▶ DOCUMENT EXTRACT:
------------------------------------------------------------
If the keys of the JSON-formatted data have the same names as the columns of the table, you can load the JSON-formatted data by using the simple mode. In simple mode, you do not need to specify the jsonpaths
parameter. This mode requires that the JSON-formatted data must be an object as indicated by curly brackets {}
, such as {"category": 1, "author": 2, "price": "3"}
. In this example, category
, author
, and price
are key names, and these keys can be mapped one on one by name to the columns category
, author
, and price
of the table. For examples, please see [simple mode](#Column names of the destination table are consistent with JSON keys).
If the keys of the JSON-formatted data have different names than the columns of the table, you can load the JSON-formatted data by using the matched mode. In matched mode, you need to use the jsonpaths
and COLUMNS
parameters to specify the column mapping between the JSON-formatted data and the table:
- In the
jsonpaths
parameter, specify the JSON keys in the sequence as how they are arranged in the JSON-formatted data. - In the
COLUMNS
parameter, specify the mapping between the JSON keys and the table columns:- The column names specified in the
COLUMNS
parameter are mapped one on one in sequence to the JSON-formatted data. - The column names specified in the
COLUMNS
parameter are mapped one on one by name to the table columns.
- The column names specified in the
For examples, see matched mode.
Examples
Load CSV-formatted data
This section uses CSV-formatted data as an example to describe how you can employ various parameter settings and combinations to meet your diverse loading requirements.
Prepare a dataset
Suppose you want to load CSV-formatted data from a Kafka topic named ordertest1
.Every message in the dataset includes six columns: order ID, payment date, customer name, nationality, gender, and price.
------------------------------------------------------------
▶ DATA SEGMENT:
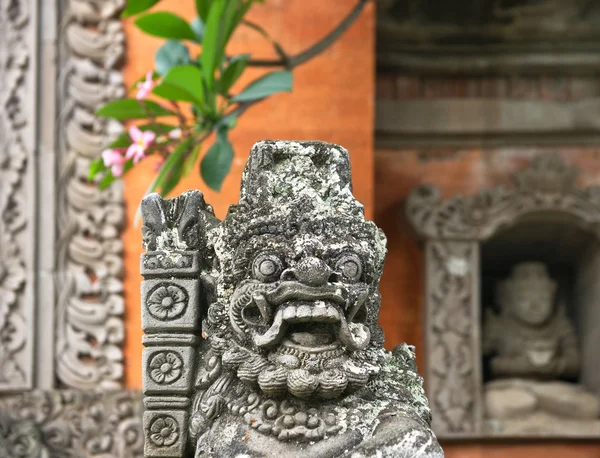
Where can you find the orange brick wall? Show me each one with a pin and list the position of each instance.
(332, 101)
(453, 172)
------------------------------------------------------------
▶ DIRECTIONS:
(1) Reproduce word for word the part of the excerpt on loading JSON data starting at "Prepare a dataset" and ending at "gender, and price.".
(2) Answer these questions from the excerpt on loading JSON data:
(a) In simple mode, what must the JSON-formatted data be?
(b) Which two parameters does matched mode use to specify the column mapping?
(c) What is the name of the Kafka topic in the CSV example?
(3) Please list every column that each message in the dataset includes, according to the excerpt on loading JSON data.
Rely only on the excerpt on loading JSON data.

▶ ANSWERS:
(1)
Prepare a dataset
Suppose you want to load CSV-formatted data from a Kafka topic named ordertest1
.Every message in the dataset includes six columns: order ID, payment date, customer name, nationality, gender, and price.

(2)
(a) An object, as indicated by curly brackets {}.
(b) The jsonpaths and COLUMNS parameters.
(c) ordertest1.

(3)
- order ID
- payment date
- customer name
- nationality
- gender
- price